• **WORK INSTRUCTION A**
Name each aspect of women that, according to the passage on women in medical research, researchers largely ignored until the 1990s.
• **WORK INSTRUCTION B**
Continue the passage on women in medical research from where it stops.

• **SELECTED TEXT**

|---|

Until the 1990s, researchers paid little attention to female physiology, neuroanatomy, or psychology separate from that of men. I saw this oversight firsthand during my undergraduate years in neurobiology at Berkeley in the 1970s, during my medical education at Yale, and during my training in psychiatry at the Massachusetts Mental Health Center at Harvard Medical School. While enrolled at each of these institutions, I learned little or nothing about female biological or neurological difference outside of pregnancy. When a professor presented a study about animal behavior one day at Yale, I raised my hand and asked what the research findings were for females in that study. The male professor dismissed my question, stating, “We never use females in these studies—their menstrual cycles would just mess up the data.”

|---|

• **SUPPLIED INFORMATION**
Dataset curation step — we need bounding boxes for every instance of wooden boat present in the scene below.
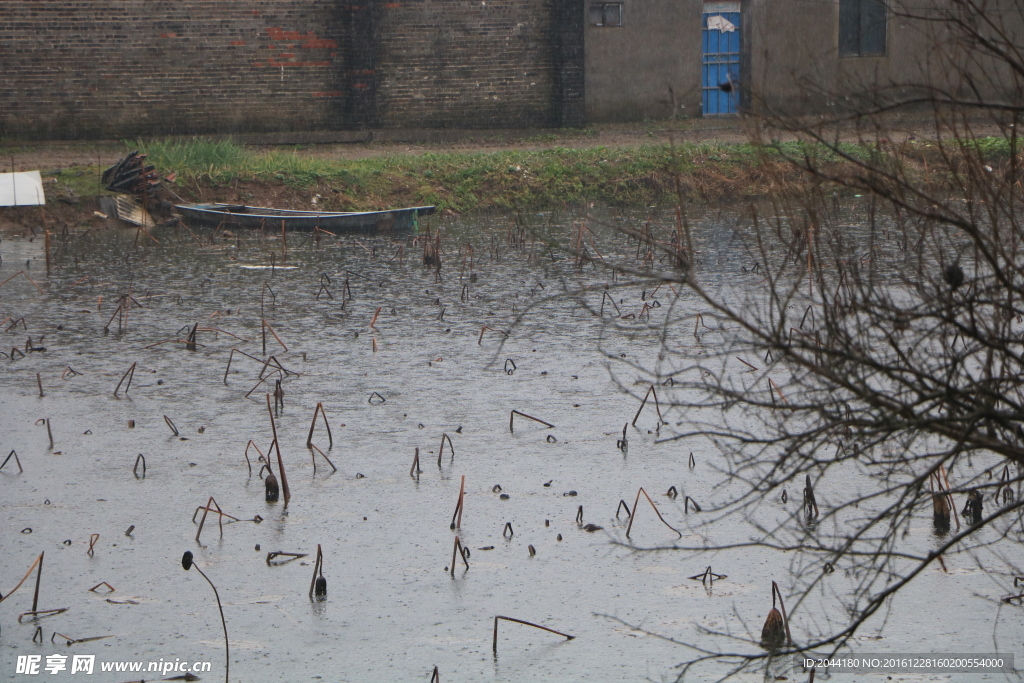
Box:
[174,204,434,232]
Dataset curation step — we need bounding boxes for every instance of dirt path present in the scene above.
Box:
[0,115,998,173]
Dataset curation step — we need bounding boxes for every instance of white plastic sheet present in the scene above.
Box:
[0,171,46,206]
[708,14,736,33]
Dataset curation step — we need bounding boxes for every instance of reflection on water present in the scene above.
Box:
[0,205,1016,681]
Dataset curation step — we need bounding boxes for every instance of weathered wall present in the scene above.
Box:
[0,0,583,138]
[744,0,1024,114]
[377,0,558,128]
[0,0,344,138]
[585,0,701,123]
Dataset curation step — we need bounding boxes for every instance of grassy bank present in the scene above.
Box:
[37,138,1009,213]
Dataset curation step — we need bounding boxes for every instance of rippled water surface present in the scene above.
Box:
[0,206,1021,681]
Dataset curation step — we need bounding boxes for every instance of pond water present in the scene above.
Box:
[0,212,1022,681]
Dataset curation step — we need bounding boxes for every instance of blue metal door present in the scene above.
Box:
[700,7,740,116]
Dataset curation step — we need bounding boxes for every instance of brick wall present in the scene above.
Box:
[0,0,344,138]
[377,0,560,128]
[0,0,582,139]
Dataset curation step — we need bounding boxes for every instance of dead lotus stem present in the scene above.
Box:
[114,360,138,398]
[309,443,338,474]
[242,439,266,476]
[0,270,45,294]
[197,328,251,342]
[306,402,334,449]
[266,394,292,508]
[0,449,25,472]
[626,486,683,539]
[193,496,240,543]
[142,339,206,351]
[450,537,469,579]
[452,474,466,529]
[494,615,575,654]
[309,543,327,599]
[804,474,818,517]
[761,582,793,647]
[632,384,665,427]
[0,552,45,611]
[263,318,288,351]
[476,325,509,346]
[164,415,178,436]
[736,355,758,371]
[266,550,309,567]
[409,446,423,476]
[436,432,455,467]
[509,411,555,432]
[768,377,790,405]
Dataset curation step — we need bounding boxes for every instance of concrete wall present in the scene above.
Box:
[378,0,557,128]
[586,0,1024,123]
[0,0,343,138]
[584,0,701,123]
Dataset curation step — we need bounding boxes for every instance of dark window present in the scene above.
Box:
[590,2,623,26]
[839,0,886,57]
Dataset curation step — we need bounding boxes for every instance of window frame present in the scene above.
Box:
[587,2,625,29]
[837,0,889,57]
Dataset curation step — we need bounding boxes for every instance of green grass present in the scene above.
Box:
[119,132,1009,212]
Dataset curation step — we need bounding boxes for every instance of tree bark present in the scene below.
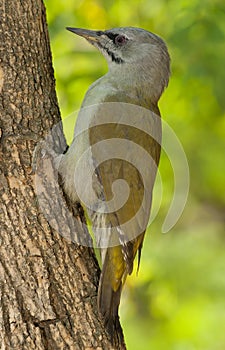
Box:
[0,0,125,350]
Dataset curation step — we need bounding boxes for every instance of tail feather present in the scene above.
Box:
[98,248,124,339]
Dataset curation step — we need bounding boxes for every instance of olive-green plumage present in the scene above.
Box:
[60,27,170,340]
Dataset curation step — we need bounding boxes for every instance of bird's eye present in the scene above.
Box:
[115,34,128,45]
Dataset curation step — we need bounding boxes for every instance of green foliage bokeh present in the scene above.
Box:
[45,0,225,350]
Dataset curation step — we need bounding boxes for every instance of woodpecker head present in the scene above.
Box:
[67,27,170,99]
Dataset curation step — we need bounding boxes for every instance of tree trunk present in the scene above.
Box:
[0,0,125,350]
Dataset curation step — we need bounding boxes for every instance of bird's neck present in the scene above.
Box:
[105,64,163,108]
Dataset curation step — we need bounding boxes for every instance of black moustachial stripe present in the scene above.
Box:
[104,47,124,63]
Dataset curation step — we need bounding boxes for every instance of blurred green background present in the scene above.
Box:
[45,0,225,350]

|---|

• **WRITTEN RESPONSE A**
Female physiology, neuroanatomy, and psychology.

• **WRITTEN RESPONSE B**
The little research that was available, however, suggested that the brain differences, though subtle, were profound. As a resident in psychiatry, I became fascinated by the fact that there was a two-to-one ratio of depression in women compared with men. No one was offering any clear reasons for this discrepancy. Because I had gone to college at the peak of the feminist movement, my personal explanations ran toward the political and the psychological. I took the typical 1970s stance that the patriarchy of Western culture must have been the culprit. It must have kept women down and made them less functional than men. But that explanation alone didn’t seem to fit: new studies were uncovering the same depression ratio worldwide. I started to think that something bigger, more basic and biological, was going on.

One day it struck me that male versus female depression rates didn’t start to diverge until females turned twelve or thirteen—the age girls began menstruating. It appeared that the chemical changes at puberty did something in the brain to trigger more depression in women. Few scientists at the time were researching this link, and most psychiatrists, like me, had been trained in traditional psychoanalytic theory, which examined childhood experience but never considered that specific female brain chemistry might be involved. When I started taking a woman’s hormonal state into account as I evaluated her psychiatrically, I discovered the massive neurological effects her hormones have during different stages of life in shaping her desires, her values, and the very way she perceives reality.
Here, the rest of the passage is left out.